## 给定文本
然后是训练脚本,训练脚本除了正常的环境之外,再额外安装segmentation_models_pytorch和pytorch_toolbelt两个包就行,train.py,n_classes设置自己的类别数,比如我的是0,1,2,3我就设置4

import time
import warnings
import numpy as np
from tqdm import tqdm
import torch
import torch.nn as nn
import torch.nn.functional as F
from torch.autograd import Variable
from torch.optim.swa_utils import AveragedModel, SWALR
import segmentation_models_pytorch as smp
from segmentation_models_pytorch.losses import DiceLoss, SoftCrossEntropyLoss, LovaszLoss
from pytorch_toolbelt import losses as L
from data import ImageFolder
from sklearn import metrics

warnings.filterwarnings('ignore')
torch.backends.cudnn.enabled = True

DEVICE = 'cuda:0' if torch.cuda.is_available() else 'cpu'
n_classes = 4


def cal_cm(y_true, y_pred):
    y_true = y_true.reshape(1, -1).squeeze()
    y_pred = y_pred.reshape(1, -1).squeeze()
    cm = metrics.confusion_matrix(y_true, y_pred)
    return cm


def iou_mean(pred, target, n_classes=n_classes):
    # n_classes :the number of classes in your dataset,not including background
    # for mask and ground-truth label, not probability map
    ious = []
    iousSum = 0
    # pred = torch.from_numpy(pred)
    pred = pred.view(-1)
    # print(type(pred))
    target = np.array(target.cpu())
    target = torch.from_numpy(target)
    # print(type(target))
    target = target.view(-1)

    # Ignore IoU for background class ("0")
    for cls in range(1, n_classes):  # This goes from 1:n_classes-1 -> class "0" is ignored
        pred_inds = pred == cls
        target_inds = target == cls
        intersection = (pred_inds[target_inds]).long().sum().data.cpu().item()  # Cast to long to prevent overflows
        union = pred_inds.long().sum().data.cpu().item() + target_inds.long().sum().data.cpu().item() - intersection
        if union == 0:
            ious.append(float('nan'))  # If there is no ground truth, do not include in evaluation
        else:
            ious.append(float(intersection) / float(max(union, 1)))

## 数据清单
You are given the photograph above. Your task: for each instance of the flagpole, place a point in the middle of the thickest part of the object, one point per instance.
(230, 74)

## 任务要求
#1 请把训练脚本说明中的这句话译成英语:“然后是训练脚本,训练脚本除了正常的环境之外,再额外安装segmentation_models_pytorch和pytorch_toolbelt两个包就行,train.py,n_classes设置自己的类别数,比如我的是0,1,2,3我就设置4”。
#2 接着训练脚本说明的最后一行往下续写。

## 参考答案
#1 Next comes the training script: apart from the usual environment, you only need to additionally install two packages, segmentation_models_pytorch and pytorch_toolbelt. In train.py, set n_classes to your own number of classes; for example, mine are 0, 1, 2, 3, so I set it to 4.

#2
            iousSum += float(intersection) / float(max(union, 1))
    return iousSum / n_classes


def multi_acc(pred, label):
    probs = torch.log_softmax(pred, dim=1)
    _, tags = torch.max(probs, dim=1)
    corrects = torch.eq(tags, label).int()
    acc = corrects.sum() / corrects.numel()
    return acc


def train(EPOCHES, BATCH_SIZE, data_root, channels, optimizer_name,
          model_path, swa_model_path, loss, early_stop):
    train_dataset = ImageFolder(data_root, mode='train')
    # print(len(train_dataset))
    val_dataset = ImageFolder(data_root, mode='val')

    train_data_loader = torch.utils.data.DataLoader(
        train_dataset,
        batch_size=BATCH_SIZE,
        shuffle=True,
        num_workers=0)

    val_data_loader = torch.utils.data.DataLoader(
        val_dataset,
        batch_size=BATCH_SIZE,
        shuffle=True,
        num_workers=0)

    # 定义模型,优化器,损失函数
    # model = smp.UnetPlusPlus(
    #         encoder_name="efficientnet-b7",
    #         encoder_weights="imagenet",
    #         in_channels=channels,
    #         classes=17,
    # )
    # model = smp.UnetPlusPlus(
    #         encoder_name="timm-resnest101e",
    #         encoder_weights="imagenet",
    #         in_channels=channels,
    #         classes=2,
    # )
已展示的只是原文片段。